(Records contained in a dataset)
☆ ☆ ☆ ☆ ☆ ☆ ☆

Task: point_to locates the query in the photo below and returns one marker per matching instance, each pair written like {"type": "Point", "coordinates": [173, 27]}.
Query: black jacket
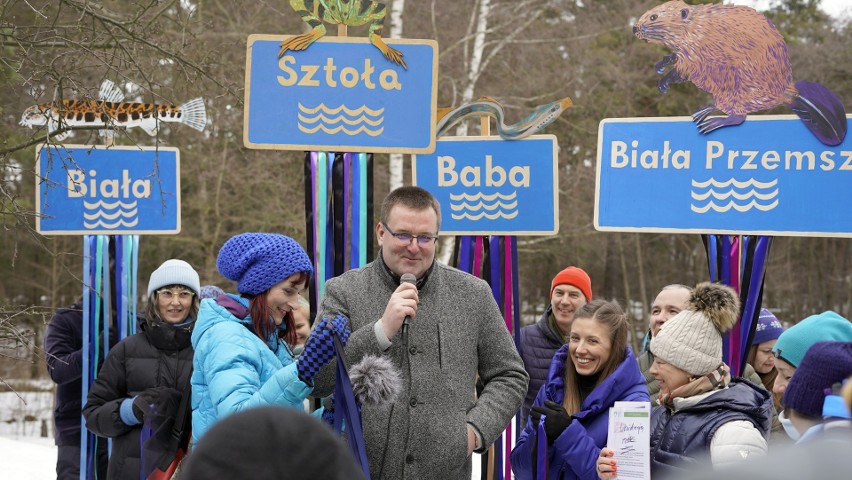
{"type": "Point", "coordinates": [538, 345]}
{"type": "Point", "coordinates": [63, 347]}
{"type": "Point", "coordinates": [158, 356]}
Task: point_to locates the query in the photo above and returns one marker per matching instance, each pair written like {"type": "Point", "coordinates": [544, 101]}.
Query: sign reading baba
{"type": "Point", "coordinates": [340, 94]}
{"type": "Point", "coordinates": [765, 177]}
{"type": "Point", "coordinates": [491, 186]}
{"type": "Point", "coordinates": [97, 190]}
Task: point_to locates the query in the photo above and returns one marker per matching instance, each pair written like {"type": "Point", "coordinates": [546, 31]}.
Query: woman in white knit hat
{"type": "Point", "coordinates": [145, 375]}
{"type": "Point", "coordinates": [704, 416]}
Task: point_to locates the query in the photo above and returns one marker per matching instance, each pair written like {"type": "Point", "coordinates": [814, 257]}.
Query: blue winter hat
{"type": "Point", "coordinates": [259, 261]}
{"type": "Point", "coordinates": [825, 364]}
{"type": "Point", "coordinates": [768, 328]}
{"type": "Point", "coordinates": [824, 327]}
{"type": "Point", "coordinates": [210, 291]}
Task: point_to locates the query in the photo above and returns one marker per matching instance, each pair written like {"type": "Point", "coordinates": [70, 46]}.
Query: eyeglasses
{"type": "Point", "coordinates": [168, 295]}
{"type": "Point", "coordinates": [422, 240]}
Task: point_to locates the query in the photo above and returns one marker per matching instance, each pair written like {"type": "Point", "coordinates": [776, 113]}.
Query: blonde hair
{"type": "Point", "coordinates": [612, 316]}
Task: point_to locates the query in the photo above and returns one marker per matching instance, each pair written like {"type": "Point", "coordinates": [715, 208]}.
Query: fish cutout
{"type": "Point", "coordinates": [112, 111]}
{"type": "Point", "coordinates": [541, 116]}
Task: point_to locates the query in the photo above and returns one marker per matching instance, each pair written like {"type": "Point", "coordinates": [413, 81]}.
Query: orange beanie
{"type": "Point", "coordinates": [576, 277]}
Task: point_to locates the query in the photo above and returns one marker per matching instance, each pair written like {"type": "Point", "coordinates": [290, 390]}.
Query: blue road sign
{"type": "Point", "coordinates": [490, 186]}
{"type": "Point", "coordinates": [340, 94]}
{"type": "Point", "coordinates": [768, 176]}
{"type": "Point", "coordinates": [89, 190]}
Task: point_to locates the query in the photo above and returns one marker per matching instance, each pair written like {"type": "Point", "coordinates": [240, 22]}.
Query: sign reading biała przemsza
{"type": "Point", "coordinates": [768, 176]}
{"type": "Point", "coordinates": [90, 190]}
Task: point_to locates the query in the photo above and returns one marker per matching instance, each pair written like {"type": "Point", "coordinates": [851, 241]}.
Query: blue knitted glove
{"type": "Point", "coordinates": [328, 410]}
{"type": "Point", "coordinates": [319, 349]}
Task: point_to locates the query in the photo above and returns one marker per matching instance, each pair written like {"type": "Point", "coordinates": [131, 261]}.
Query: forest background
{"type": "Point", "coordinates": [522, 52]}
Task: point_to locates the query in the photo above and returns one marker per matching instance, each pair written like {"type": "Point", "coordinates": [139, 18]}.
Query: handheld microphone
{"type": "Point", "coordinates": [407, 278]}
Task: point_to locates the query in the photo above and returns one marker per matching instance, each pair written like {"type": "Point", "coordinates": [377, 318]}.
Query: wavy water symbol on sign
{"type": "Point", "coordinates": [733, 194]}
{"type": "Point", "coordinates": [479, 206]}
{"type": "Point", "coordinates": [108, 215]}
{"type": "Point", "coordinates": [341, 119]}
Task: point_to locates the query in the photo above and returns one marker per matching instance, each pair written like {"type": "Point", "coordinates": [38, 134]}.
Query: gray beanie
{"type": "Point", "coordinates": [174, 272]}
{"type": "Point", "coordinates": [692, 339]}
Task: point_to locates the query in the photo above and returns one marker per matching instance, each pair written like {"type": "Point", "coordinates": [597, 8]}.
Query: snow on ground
{"type": "Point", "coordinates": [31, 458]}
{"type": "Point", "coordinates": [25, 454]}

☆ ☆ ☆ ☆ ☆ ☆ ☆

**What to work on:**
Return each line of the records above that contains the word "blue", copying every such line in full.

**The answer:**
Query: blue winter hat
Query: blue road sign
Query: blue knitted glove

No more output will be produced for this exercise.